> [Objective] Convert the part of the records that opens with the line containing "Spot bract under" and closes with the line containing "111 323 136 386" into a Markdown table with the columns Row and Record line, numbering each line and omitting blank lines.

[Saved data entries]
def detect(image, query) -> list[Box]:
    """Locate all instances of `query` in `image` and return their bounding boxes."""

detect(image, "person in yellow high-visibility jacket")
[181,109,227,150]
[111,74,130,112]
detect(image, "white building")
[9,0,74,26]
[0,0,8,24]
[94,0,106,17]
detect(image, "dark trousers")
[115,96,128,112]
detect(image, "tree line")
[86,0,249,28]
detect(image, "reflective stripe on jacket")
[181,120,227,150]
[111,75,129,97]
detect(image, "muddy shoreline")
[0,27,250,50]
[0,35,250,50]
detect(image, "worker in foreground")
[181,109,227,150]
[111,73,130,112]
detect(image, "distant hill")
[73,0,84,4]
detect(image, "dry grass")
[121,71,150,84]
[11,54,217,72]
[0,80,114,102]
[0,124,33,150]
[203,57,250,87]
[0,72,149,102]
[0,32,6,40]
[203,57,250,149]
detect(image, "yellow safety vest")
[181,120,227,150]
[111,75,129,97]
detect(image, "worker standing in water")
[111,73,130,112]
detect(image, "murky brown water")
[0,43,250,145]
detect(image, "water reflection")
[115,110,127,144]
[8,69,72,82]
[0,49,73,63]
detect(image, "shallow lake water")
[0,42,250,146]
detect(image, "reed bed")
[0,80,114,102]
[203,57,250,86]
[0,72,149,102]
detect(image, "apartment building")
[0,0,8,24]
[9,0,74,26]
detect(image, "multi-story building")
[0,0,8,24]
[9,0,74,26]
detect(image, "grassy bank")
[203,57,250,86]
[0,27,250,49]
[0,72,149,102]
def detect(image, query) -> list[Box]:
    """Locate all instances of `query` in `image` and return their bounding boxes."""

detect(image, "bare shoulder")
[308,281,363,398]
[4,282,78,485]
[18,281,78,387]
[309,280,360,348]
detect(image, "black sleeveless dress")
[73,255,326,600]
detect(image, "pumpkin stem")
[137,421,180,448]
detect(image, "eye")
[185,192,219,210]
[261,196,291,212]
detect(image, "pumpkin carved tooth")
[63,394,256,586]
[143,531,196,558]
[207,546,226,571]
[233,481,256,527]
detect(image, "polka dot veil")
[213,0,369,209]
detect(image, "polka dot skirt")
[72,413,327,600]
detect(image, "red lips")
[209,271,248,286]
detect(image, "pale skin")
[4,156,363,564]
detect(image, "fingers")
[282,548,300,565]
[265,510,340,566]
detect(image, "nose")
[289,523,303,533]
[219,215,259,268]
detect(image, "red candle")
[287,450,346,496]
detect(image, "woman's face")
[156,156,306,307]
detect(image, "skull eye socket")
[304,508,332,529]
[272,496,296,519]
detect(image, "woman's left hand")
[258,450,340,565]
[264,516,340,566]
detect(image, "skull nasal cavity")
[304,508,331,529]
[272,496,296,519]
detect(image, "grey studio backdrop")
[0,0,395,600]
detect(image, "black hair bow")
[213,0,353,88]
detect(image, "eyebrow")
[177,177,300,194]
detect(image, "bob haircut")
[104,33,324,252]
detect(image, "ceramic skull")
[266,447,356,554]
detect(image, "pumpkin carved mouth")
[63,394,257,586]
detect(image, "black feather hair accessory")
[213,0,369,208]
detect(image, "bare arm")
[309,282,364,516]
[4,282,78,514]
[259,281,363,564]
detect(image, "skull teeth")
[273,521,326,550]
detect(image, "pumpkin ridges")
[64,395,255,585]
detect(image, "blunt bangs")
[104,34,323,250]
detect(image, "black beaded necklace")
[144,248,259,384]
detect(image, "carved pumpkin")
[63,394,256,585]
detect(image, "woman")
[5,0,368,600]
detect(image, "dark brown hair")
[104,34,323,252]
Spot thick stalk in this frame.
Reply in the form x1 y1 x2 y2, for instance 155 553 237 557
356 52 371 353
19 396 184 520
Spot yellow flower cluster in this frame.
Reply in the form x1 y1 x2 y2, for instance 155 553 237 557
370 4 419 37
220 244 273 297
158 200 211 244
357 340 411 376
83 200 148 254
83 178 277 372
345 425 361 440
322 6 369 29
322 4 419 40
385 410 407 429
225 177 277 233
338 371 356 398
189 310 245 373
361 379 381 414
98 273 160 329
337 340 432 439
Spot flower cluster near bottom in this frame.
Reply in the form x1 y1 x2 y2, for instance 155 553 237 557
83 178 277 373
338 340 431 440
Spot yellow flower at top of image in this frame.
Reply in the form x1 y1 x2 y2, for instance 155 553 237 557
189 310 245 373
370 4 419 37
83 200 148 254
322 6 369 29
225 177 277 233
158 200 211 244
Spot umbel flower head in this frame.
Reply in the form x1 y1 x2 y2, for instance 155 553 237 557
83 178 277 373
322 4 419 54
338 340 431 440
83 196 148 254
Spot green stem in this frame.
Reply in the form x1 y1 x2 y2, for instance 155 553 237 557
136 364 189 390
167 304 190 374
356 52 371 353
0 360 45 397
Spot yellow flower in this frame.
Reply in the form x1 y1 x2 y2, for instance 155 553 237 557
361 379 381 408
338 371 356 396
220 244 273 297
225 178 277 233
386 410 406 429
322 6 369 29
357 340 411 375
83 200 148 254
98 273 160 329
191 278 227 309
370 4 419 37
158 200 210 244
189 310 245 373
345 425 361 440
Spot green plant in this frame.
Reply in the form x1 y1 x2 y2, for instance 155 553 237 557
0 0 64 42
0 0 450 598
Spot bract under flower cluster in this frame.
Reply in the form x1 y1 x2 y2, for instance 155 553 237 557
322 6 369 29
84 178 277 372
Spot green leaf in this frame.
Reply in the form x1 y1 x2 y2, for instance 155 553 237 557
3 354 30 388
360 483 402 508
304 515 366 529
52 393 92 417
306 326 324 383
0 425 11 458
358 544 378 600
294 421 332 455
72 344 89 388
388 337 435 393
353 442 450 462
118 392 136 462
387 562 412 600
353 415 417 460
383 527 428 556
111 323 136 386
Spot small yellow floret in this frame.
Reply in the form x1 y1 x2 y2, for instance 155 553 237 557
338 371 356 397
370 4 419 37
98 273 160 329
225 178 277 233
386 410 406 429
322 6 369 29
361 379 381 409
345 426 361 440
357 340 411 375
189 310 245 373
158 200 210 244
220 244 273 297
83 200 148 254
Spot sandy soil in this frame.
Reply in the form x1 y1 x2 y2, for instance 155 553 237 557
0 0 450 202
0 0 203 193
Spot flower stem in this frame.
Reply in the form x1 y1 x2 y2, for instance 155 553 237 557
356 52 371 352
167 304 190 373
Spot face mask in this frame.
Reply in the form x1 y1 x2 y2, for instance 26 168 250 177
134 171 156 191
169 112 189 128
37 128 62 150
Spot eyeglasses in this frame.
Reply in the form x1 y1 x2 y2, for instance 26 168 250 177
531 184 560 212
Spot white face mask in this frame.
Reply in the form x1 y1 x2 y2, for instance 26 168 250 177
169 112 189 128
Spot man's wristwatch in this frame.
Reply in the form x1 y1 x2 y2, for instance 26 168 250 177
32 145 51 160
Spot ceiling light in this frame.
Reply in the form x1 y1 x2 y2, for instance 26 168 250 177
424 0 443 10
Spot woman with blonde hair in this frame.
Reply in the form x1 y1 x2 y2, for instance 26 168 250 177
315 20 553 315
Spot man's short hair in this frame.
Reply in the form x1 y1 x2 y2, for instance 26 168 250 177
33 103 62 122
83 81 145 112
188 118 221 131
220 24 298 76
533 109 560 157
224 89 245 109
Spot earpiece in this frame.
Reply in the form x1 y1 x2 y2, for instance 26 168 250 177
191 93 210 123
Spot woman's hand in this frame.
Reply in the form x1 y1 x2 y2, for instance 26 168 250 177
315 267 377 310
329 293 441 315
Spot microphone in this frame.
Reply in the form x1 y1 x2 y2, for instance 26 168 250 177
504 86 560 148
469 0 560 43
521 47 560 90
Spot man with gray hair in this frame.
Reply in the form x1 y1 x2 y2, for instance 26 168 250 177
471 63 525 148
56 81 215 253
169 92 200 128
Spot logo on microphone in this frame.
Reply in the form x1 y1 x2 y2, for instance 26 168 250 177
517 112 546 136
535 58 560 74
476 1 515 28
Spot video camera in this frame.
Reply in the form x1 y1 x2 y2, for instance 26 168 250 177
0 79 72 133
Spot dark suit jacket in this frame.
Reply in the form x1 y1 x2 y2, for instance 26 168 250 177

> [Exercise response]
| Row | Record line |
|---|---|
| 1 | Spot bract under flower cluster in this frame. |
| 2 | Reply in the form x1 y1 x2 y2, for instance 155 553 237 557 |
| 3 | 322 6 369 29 |
| 4 | 84 178 277 372 |
| 5 | Spot green leaf in this frame. |
| 6 | Reply in the form x1 y1 x2 y2, for instance 155 553 237 557 |
| 7 | 3 354 30 388 |
| 8 | 360 483 402 508 |
| 9 | 304 515 366 529 |
| 10 | 52 393 92 417 |
| 11 | 306 326 324 383 |
| 12 | 0 425 11 458 |
| 13 | 358 544 378 600 |
| 14 | 294 421 332 455 |
| 15 | 72 344 89 388 |
| 16 | 388 337 435 393 |
| 17 | 353 442 450 462 |
| 18 | 118 392 136 462 |
| 19 | 387 562 412 600 |
| 20 | 353 415 417 460 |
| 21 | 383 527 428 556 |
| 22 | 111 323 136 386 |